▶ [The task]:
Please write out the listing below word for word, leaving out the pictures.

[Bounding box annotation entries]

** Start **

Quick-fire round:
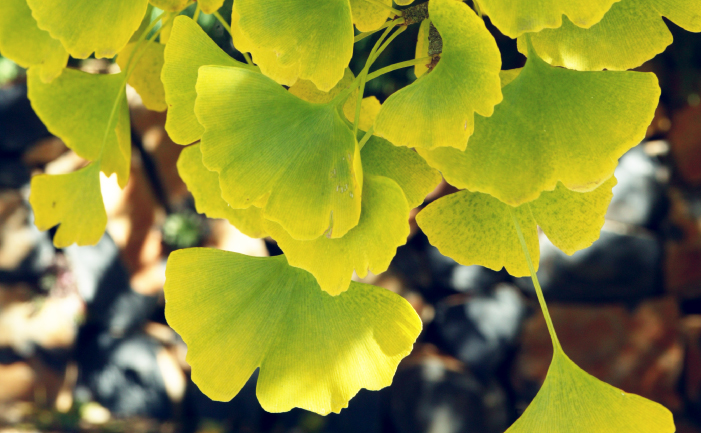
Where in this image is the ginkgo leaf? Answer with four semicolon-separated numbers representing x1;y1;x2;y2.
360;137;442;209
27;68;131;188
0;0;68;82
416;177;616;277
164;248;421;415
117;41;168;111
264;173;409;296
519;0;701;71
27;0;148;59
477;0;625;38
29;164;107;248
195;66;362;240
197;0;224;14
178;144;267;238
375;0;502;149
148;0;190;12
161;16;243;144
417;46;660;206
506;349;676;433
414;20;431;78
350;0;392;32
231;0;353;91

** End **

▶ [Completed exercise]:
Quick-fire round:
Where in this image is the ginkgo leaf? Answer with four semicolon-separated numbers representing x1;y1;x2;y2.
360;137;442;209
27;68;131;188
0;0;68;82
416;177;616;277
164;248;421;415
117;41;168;111
264;173;409;296
519;0;701;71
27;0;148;59
477;0;625;38
29;164;107;248
195;66;362;240
197;0;224;14
178;144;267;238
375;0;502;149
148;0;190;12
161;16;243;144
417;46;660;206
506;349;676;433
414;20;431;78
350;0;392;32
231;0;353;91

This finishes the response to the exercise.